# [To be done]
Echo each line of the data below back without changing a single character.

* begin *

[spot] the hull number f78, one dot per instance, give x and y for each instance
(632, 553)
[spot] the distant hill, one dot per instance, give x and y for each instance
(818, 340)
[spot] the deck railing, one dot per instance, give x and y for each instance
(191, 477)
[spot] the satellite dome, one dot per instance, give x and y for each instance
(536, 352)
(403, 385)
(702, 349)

* end *

# [Solution for this exercise]
[spot] the hull number f78, one dot per instance, give x and y for each instance
(632, 553)
[spot] the distant hill, one dot per instance, give x and y for each instance
(818, 340)
[spot] the deck railing, one dot per instance, give x and y for each instance
(191, 477)
[spot] the satellite dome, one dot per instance, give x and y for each instance
(536, 352)
(403, 385)
(702, 349)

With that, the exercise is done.